→ Texte source
-----

Mais à cette grandeur tragique de la lutte des deux chefs s’ajoute un élément comique, plus étonnant encore. Car le fait est que, lorsque le jeune Bebel, presque dès son arrivée à Leipzig, emploie son génie naturel d’organisation à rassembler autour de soi les travailleurs allemands, il le fait expressément pour résister aux progrès des nouvelles doctrines socialistes. Pendant cinq ou six ans, Schweitzer est surtout à ses yeux le représentant de ce socialisme que Lassalle a naguère commencé de prêcher aux prolétaires de son pays. En digne fils du sergent de Cologne, Bebel combat pour l’ordre et la propriété, pour un « progrès « lentement poursuivi, qu’il oppose à l’idéal chimérique et néfaste d’une prétendue égalité sociale. Pendant cinq ou six ans il attaque Schweitzer, pour ainsi dire, du côté droit, au nom de ce parti « libéral » à la disposition duquel il a placé les nombreux milliers d’hommes qui dès lors subissent aveuglément sa domination. Puis, par degrés, un changement s’opère dans ses vues politiques. Comme il nous l’avoue ingénument dans ses Souvenirs, l’obligation de combattre les « Lassalliens « l’amène à prendre connaissance des écrits de leur maître ; sans compter que, vers le même temps, le hasard achève de le pousser au socialisme en lui donnant pour voisin et pour collaborateur le journaliste Wilhelm Liebknecht, qui a longtemps reçu à Londres les leçons de Karl Marx. Si bien que, de proche en proche, aux environs de 1868, l’ancien ennemi déclaré du socialisme devient, à son tour, un zélé partisan du programme de Lassalle ; et naturellement ses troupes le suivent sans la moindre objection sur ce nouveau terrain, comme elles l’auraient suivi s’il lui avait plu d’adhérer à la doctrine de Fourier, ou peut-être même à celle de Bismarck ; et dorénavant c’est du côté gauche qu’il va harceler Schweitzer, lui reprochant de n’être pas assez socialiste après l’avoir longtemps combattu parce qu’il l’était trop ! Il y a là une évolution des plus amusantes, sur laquelle l’auteur des Souvenirs s’est bien gardé d’insister, mais qui n’en ressort pas moins, avec une évidence entière, de la suite des faits qu’il nous expose ; et nous ne pouvons nous empêcher de songer à la surprise qu’a dû éprouver le pauvre Schweitzer en assistant à cette espèce de « mouvement tournant » exécuté autour de lui par le plus acharné de ses adversaires.

-----

→ Consigne A
Renvoyez sans changement la portion de la liste qui va de son début jusqu'à la ligne contenant « Provide the mask of every instance of the green », ces deux limites comprises.
Cette liste n'a aucun lien avec le passage.

Annotations de segmentation:
-----

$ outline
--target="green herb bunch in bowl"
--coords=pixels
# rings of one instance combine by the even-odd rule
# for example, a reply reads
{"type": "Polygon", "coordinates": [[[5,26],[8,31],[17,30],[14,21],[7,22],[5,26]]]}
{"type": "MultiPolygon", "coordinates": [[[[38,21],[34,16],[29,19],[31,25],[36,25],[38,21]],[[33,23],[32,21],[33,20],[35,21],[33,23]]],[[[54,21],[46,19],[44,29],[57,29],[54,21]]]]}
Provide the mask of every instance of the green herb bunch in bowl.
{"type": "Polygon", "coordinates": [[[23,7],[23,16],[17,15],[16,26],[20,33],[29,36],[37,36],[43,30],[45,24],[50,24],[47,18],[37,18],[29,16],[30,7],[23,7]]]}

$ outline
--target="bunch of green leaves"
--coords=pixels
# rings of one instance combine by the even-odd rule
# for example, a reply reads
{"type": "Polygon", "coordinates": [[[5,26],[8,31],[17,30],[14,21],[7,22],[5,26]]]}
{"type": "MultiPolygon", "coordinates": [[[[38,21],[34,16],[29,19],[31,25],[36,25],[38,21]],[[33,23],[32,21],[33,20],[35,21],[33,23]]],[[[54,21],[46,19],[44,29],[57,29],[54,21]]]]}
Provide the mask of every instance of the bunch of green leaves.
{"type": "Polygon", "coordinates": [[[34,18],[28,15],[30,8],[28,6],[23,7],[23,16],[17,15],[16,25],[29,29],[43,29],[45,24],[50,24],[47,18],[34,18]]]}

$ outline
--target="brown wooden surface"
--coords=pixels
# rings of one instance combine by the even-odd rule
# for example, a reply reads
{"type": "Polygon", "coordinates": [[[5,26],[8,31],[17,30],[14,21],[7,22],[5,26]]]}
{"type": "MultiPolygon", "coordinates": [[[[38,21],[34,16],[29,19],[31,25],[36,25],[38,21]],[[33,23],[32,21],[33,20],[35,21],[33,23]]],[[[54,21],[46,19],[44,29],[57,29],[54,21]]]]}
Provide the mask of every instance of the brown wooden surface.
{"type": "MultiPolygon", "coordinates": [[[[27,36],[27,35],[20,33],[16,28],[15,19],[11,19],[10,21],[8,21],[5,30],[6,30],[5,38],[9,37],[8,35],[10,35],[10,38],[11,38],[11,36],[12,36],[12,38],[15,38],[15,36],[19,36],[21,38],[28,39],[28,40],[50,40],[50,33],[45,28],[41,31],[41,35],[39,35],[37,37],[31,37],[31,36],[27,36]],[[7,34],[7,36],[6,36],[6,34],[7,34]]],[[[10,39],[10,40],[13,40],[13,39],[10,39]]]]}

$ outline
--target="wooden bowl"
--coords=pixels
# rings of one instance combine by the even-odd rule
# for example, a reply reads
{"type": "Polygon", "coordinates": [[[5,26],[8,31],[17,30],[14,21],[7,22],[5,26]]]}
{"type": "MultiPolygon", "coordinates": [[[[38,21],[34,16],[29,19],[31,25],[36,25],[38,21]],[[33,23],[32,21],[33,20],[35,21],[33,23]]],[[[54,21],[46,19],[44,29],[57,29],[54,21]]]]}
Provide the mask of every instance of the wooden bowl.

-----

→ Consigne B
D'après le passage sur Bebel et Schweitzer, qu'est-ce qui a conduit Bebel à lire les écrits de Lassalle, et quel autre fait l'a poussé vers le socialisme ?

→ Réponse rédigée A
$ outline
--target="green herb bunch in bowl"
--coords=pixels
# rings of one instance combine by the even-odd rule
# for example, a reply reads
{"type": "Polygon", "coordinates": [[[5,26],[8,31],[17,30],[14,21],[7,22],[5,26]]]}
{"type": "MultiPolygon", "coordinates": [[[[38,21],[34,16],[29,19],[31,25],[36,25],[38,21]],[[33,23],[32,21],[33,20],[35,21],[33,23]]],[[[54,21],[46,19],[44,29],[57,29],[54,21]]]]}
Provide the mask of every instance of the green herb bunch in bowl.

→ Réponse rédigée B
C'est l'obligation de combattre les « Lassalliens » qui l'a amené à prendre connaissance des écrits de leur maître. À la même époque, le hasard lui a donné pour voisin et collaborateur le journaliste Wilhelm Liebknecht, qui avait longtemps reçu à Londres les leçons de Karl Marx.